Reproduce the top of the data verbatim, through and including the line that contains "for every instance of the sunlit".

[Dataset entries]
<<<<
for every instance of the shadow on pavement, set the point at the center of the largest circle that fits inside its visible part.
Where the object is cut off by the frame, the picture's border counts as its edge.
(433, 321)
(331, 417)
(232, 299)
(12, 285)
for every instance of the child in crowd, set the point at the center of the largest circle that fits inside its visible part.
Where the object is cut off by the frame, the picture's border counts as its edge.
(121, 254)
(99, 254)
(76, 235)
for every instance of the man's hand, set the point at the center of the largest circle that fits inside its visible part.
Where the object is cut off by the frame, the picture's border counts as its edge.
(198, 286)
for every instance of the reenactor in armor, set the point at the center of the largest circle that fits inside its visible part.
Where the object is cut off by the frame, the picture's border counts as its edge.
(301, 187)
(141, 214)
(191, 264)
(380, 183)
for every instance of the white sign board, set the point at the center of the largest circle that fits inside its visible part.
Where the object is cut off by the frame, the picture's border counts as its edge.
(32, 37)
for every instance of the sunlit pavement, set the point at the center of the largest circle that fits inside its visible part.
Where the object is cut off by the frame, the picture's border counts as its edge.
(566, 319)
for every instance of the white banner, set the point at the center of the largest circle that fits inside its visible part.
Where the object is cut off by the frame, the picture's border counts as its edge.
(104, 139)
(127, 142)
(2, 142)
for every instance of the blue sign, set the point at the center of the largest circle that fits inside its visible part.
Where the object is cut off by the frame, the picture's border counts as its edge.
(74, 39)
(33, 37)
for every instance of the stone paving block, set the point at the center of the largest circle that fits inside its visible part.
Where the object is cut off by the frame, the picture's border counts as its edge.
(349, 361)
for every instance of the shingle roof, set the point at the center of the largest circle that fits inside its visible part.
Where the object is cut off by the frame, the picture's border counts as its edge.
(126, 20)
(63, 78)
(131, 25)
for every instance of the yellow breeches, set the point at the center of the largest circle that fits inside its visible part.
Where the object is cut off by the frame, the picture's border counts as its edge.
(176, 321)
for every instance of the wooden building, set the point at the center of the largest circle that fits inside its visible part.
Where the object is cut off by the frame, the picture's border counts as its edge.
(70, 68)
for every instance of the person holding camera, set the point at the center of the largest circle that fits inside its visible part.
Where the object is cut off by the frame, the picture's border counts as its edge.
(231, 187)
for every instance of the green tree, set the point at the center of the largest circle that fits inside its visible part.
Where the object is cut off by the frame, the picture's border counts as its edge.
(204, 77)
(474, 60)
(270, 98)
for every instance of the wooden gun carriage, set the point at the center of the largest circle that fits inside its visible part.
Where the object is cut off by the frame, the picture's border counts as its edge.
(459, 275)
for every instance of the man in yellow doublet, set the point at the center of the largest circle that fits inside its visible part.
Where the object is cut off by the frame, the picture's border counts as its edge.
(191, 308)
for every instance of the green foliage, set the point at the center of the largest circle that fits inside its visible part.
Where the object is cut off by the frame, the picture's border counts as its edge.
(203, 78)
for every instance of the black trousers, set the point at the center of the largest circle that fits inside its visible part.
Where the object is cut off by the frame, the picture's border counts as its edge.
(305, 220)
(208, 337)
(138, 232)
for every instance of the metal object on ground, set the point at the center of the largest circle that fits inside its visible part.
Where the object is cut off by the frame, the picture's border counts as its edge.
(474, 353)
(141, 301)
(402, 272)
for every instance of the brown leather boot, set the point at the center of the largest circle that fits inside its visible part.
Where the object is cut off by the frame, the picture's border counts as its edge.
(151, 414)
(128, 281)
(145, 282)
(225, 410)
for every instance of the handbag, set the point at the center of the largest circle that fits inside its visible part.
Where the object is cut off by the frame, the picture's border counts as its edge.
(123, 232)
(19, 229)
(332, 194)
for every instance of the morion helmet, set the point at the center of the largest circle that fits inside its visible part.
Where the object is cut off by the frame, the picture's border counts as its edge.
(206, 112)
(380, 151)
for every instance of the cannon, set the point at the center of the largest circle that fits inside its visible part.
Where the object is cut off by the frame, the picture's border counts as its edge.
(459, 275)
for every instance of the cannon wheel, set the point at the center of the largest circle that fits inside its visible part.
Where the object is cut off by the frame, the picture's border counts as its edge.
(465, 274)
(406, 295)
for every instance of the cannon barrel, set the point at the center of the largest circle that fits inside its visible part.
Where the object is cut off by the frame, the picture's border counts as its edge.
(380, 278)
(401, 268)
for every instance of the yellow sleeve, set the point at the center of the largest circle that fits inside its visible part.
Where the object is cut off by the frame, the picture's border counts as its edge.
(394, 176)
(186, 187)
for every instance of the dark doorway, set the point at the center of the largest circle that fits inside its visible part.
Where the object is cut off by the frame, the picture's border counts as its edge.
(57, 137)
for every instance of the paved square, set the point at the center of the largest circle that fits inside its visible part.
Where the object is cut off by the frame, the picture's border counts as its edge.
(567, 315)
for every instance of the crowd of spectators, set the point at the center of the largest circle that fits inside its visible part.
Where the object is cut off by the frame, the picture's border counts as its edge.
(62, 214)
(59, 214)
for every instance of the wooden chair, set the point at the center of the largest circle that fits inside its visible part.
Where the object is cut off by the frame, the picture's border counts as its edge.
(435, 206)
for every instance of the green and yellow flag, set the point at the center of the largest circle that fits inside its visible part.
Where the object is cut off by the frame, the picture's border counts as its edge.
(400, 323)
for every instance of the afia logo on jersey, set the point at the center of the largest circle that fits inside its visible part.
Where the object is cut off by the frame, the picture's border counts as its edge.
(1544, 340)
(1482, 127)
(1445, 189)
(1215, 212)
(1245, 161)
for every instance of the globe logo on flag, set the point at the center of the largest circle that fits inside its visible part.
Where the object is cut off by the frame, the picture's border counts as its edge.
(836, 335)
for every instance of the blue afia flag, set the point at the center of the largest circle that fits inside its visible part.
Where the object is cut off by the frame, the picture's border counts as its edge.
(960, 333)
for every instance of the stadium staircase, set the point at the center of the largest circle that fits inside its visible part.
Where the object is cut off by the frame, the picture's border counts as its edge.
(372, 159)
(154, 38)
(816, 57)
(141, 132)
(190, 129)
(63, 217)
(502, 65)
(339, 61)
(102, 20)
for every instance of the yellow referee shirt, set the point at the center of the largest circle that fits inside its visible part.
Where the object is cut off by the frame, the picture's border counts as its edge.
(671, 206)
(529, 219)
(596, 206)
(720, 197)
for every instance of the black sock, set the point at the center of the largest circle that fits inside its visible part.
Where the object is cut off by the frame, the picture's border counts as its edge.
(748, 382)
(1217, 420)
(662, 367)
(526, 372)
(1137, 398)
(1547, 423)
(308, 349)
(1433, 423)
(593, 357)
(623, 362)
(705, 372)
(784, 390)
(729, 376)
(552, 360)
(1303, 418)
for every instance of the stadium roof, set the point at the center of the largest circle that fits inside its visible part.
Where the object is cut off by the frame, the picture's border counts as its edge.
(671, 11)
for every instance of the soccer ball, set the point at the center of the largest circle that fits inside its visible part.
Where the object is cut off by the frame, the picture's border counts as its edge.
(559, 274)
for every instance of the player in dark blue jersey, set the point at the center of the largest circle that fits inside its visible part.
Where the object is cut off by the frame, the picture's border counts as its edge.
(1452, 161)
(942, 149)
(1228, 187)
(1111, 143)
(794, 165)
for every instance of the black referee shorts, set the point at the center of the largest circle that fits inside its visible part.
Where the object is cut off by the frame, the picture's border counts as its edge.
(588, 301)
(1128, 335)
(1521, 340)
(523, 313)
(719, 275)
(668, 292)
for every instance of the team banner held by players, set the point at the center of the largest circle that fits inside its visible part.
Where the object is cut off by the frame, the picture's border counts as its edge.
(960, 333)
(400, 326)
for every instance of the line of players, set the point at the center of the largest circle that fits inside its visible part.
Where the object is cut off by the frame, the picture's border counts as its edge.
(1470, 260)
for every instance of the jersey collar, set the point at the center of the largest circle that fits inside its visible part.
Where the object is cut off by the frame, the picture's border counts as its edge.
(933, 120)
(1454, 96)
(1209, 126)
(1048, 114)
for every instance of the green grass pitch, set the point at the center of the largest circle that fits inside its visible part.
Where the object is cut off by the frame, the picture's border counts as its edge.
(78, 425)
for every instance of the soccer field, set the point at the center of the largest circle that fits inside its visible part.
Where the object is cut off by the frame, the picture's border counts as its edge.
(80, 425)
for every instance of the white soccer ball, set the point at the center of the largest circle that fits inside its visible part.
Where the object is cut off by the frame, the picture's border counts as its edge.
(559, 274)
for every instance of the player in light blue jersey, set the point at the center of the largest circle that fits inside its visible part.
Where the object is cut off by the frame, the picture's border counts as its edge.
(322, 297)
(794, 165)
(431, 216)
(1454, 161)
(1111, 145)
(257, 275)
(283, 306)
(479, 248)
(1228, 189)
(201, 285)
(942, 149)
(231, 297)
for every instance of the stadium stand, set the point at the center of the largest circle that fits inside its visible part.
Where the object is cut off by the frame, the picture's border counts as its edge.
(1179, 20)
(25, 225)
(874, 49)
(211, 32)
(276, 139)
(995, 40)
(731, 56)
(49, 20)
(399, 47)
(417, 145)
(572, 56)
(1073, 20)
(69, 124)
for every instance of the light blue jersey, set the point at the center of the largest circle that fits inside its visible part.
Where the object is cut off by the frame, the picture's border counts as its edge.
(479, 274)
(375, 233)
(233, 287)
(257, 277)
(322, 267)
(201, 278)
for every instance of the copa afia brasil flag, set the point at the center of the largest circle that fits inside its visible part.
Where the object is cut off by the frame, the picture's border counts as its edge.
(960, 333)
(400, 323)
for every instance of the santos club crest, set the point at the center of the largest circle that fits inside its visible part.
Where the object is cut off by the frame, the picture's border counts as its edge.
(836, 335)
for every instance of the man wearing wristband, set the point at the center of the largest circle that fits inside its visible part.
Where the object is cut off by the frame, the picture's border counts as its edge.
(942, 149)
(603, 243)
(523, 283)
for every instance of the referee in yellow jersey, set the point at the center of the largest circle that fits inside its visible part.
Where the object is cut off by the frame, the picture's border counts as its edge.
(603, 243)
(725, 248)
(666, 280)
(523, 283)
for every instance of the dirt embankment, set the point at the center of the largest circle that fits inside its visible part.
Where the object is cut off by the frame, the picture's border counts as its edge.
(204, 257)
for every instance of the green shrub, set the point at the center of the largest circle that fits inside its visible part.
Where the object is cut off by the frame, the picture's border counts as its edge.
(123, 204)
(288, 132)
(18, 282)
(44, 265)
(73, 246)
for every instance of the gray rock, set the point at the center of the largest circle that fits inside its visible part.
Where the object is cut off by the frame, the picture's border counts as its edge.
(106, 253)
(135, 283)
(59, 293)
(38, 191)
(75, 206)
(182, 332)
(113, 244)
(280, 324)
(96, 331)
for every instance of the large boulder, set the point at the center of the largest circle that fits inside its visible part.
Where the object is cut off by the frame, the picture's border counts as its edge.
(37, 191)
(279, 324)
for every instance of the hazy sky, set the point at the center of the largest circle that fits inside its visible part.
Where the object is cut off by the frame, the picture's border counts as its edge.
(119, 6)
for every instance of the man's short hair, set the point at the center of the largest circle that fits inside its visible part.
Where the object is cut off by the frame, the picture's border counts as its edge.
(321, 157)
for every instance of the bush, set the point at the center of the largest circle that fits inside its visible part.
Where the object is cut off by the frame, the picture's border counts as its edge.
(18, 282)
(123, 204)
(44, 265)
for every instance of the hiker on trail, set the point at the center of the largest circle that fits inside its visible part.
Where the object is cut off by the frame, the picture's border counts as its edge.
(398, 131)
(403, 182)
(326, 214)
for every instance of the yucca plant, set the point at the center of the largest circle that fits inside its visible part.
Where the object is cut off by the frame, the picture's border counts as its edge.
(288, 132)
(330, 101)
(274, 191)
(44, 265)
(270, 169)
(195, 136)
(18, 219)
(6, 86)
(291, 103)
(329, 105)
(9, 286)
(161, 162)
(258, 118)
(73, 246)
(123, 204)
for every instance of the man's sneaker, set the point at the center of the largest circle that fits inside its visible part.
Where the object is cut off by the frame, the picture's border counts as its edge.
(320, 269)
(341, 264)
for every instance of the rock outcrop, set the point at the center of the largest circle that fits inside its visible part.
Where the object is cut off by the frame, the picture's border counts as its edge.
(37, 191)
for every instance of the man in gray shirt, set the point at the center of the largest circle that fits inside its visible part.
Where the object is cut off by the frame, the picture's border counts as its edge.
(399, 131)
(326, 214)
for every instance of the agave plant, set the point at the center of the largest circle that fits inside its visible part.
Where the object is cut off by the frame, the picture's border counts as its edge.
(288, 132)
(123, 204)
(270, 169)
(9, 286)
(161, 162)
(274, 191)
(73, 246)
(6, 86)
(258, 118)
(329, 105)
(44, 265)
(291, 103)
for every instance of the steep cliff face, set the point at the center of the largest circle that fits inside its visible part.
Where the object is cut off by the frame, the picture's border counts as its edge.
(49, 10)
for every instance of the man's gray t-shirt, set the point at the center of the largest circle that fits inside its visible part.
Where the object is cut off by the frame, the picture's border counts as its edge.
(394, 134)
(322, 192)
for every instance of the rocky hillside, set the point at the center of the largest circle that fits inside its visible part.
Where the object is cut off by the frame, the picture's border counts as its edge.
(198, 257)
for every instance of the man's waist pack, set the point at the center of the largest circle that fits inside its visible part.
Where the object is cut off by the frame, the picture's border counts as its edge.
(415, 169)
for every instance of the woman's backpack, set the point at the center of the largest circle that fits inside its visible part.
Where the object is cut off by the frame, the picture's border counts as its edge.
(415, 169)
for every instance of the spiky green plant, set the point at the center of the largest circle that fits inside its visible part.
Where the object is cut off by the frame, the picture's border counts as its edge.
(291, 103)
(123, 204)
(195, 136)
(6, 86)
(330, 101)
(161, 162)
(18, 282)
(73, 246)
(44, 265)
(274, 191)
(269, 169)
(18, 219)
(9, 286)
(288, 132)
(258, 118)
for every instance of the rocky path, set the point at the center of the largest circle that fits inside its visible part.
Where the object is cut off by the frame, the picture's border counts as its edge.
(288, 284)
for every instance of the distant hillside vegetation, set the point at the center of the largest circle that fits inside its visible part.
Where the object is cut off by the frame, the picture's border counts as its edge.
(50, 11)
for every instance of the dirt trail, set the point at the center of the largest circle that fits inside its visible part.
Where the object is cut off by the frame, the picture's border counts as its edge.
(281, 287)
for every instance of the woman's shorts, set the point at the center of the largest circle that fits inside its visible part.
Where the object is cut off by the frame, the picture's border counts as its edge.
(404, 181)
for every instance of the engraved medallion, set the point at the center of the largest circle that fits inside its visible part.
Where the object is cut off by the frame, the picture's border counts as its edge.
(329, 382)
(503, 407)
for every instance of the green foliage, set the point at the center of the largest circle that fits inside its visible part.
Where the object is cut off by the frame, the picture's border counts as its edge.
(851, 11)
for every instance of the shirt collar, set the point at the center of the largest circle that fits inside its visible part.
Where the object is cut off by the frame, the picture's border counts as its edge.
>>>>
» Answer box:
for every instance of the shadow on pavement, set the point at the center of the largest circle that fits inside its visible part.
Where the object is cut off by the frame, the picture's border counts as its edge.
(433, 321)
(331, 417)
(232, 299)
(12, 285)
for every instance of the child in crowd, set the point at the center of the largest circle that fits inside its visible part.
Where the object is cut off by the frame, the picture's border counts as its edge.
(121, 254)
(99, 254)
(76, 235)
for every instance of the man's hand, set the point at the center of the largest circle that fits inside its visible part.
Where the object is cut off by the frame, the picture's border counts as its edge.
(198, 286)
for every instance of the reenactor in armor, set the point at the center of the largest circle that fits inside its visible part.
Where the object is cut off by the frame, the picture's border counts as its edge.
(301, 187)
(141, 214)
(191, 264)
(380, 183)
for every instance of the white sign board, set the point at the center of the largest circle that fits inside its visible part.
Where the object is cut off by the frame, the picture's border counts as its edge.
(32, 37)
for every instance of the sunlit pavement, set the point at the center of the largest circle that fits inside its visible part.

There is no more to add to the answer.